* _Directive_: Copy the listing below from its first line through the line containing "0;402;66;459", requests included, and adjust every bounding-box coordinate in the answers by adding -57. Leave the pictures out.
═════ Information supplied ═════
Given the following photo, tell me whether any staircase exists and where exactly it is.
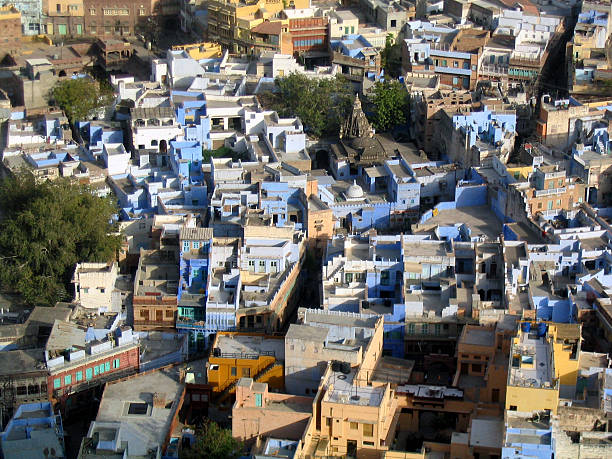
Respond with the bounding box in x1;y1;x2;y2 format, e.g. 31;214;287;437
217;360;284;403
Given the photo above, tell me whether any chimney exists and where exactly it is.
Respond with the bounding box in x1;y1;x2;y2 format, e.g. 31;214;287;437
153;392;166;408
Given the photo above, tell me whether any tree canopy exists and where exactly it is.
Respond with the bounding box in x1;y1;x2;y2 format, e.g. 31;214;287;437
0;172;120;306
372;80;408;132
380;33;402;78
260;73;354;137
181;421;242;459
51;78;113;123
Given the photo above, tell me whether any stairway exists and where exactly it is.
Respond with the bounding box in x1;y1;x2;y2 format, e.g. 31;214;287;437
217;360;283;403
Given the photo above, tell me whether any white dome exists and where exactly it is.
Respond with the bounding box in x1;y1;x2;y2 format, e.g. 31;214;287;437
346;180;363;199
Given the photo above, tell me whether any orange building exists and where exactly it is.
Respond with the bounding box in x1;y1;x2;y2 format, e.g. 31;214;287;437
207;332;285;399
132;246;179;331
0;5;21;44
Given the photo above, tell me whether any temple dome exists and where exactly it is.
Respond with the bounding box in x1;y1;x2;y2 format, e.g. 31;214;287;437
346;180;363;199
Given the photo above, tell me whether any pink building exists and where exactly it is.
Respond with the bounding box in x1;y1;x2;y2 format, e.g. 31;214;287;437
232;378;313;443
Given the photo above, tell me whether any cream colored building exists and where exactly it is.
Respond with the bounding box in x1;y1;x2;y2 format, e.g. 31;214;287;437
72;262;121;311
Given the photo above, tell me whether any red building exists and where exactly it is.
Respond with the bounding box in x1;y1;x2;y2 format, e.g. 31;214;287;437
47;332;140;401
289;17;329;54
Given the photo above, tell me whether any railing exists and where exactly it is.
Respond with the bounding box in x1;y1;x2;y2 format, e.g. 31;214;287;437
534;187;567;198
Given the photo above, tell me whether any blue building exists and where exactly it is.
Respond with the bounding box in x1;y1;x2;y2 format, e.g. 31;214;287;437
176;227;213;352
0;402;66;459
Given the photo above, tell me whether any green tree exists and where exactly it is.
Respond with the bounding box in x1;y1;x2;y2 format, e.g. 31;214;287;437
0;172;120;306
260;73;354;137
181;421;242;459
51;78;113;123
372;80;408;132
380;33;402;78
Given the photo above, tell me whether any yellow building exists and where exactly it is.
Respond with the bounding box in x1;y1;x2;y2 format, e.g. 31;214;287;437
208;0;310;53
506;322;581;414
207;332;285;396
172;41;223;60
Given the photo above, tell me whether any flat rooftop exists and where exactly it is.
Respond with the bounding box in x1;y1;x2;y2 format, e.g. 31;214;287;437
298;308;379;328
214;334;285;360
324;368;385;406
90;367;184;456
415;206;502;240
461;327;495;346
509;333;553;388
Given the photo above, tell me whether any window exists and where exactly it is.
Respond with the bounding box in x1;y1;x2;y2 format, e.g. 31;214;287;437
128;402;149;416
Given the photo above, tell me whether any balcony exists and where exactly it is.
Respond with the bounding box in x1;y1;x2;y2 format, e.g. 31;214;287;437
533;187;567;198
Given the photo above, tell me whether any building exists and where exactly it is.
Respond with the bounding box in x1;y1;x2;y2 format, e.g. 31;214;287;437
78;367;185;459
44;321;140;409
72;263;121;311
176;228;213;351
207;332;285;400
0;402;67;459
132;246;179;331
81;0;178;39
11;0;45;36
42;0;85;37
208;0;310;53
408;89;472;155
0;306;72;421
0;5;22;45
506;322;581;414
511;165;585;217
232;378;313;446
284;308;383;396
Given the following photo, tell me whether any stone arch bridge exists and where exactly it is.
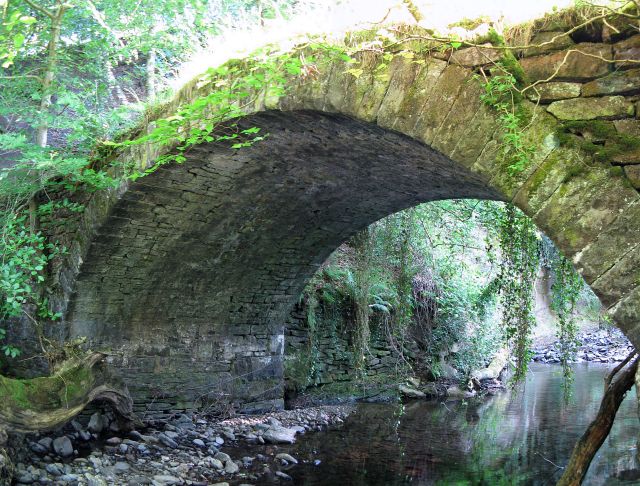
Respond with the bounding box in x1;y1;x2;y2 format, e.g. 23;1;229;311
47;18;640;411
═════
* _Answer to the task_:
Given the following photo, tell me whether any staircase exists and where exactly it is.
Respond with the bounding box in x1;y1;x2;y2 format, e.g. 31;214;287;437
160;303;227;346
Given the photo above, tell me whether any chimney exists and where exactly it is.
Respond with the bounding box in x1;y1;x2;y2 format, e.g. 31;214;287;437
96;335;109;351
Given the photo above, tell me whether any tree canopy exists and where exactly it is.
Respond with the bounding box in x1;y1;x2;y2 format, e.g. 31;214;287;437
-57;115;63;249
315;23;351;75
323;-24;345;21
203;16;297;80
124;364;185;402
-6;21;56;66
Given the photo above, tell me whether any stairway exists and where exactly it is.
Respond with the bounding box in x1;y1;x2;y2 format, e.g. 31;214;287;437
160;303;226;346
Given the photo above, tell me whether any white dome exists and where exactly it is.
Respond with the bounding box in x1;y1;x2;y2 format, e.g. 31;214;287;437
289;123;306;142
Given the photo above, tell me whether any orange building exists and where exactly it is.
Respond with the bounding box in x1;y1;x2;y2 format, e.g. 31;214;287;437
150;275;228;342
75;189;122;274
-57;-52;-36;-13
Given the photo above, tell me whether any temple dome exists and where exactly it is.
Respond with the bounding box in x1;y1;x2;y2 format, e.g. 31;214;287;437
289;123;306;142
Given the photo above, tell me whether any pink building exists and where exactly it is.
Respond with the bounding box in x1;y1;x2;y2 format, e.g. 31;214;287;437
175;321;256;386
Given the photo above, tell me whether any cream colored building exists and where exactly it is.
Respond with the bounding box in x1;y1;x2;y2 format, e.g. 31;214;287;437
15;205;64;254
Given the photo above, tell me whether any red building exists and where exactly it is.
Respond with the bounding box in x1;y1;x2;y2 format, e.g. 31;214;287;437
-10;275;83;344
232;-40;272;-3
Given the photo above, tell me whether any railing exists and where exactly it is.
Respond with the bounding box in x1;y1;x2;y2 format, e.g. 31;214;287;437
477;130;510;141
Given the photo above, tell me whether any blue building exists and where exactly it is.
Respond with the bounding box in x1;y1;x2;y2 format, e.g. 31;214;287;437
119;170;156;295
-57;345;9;402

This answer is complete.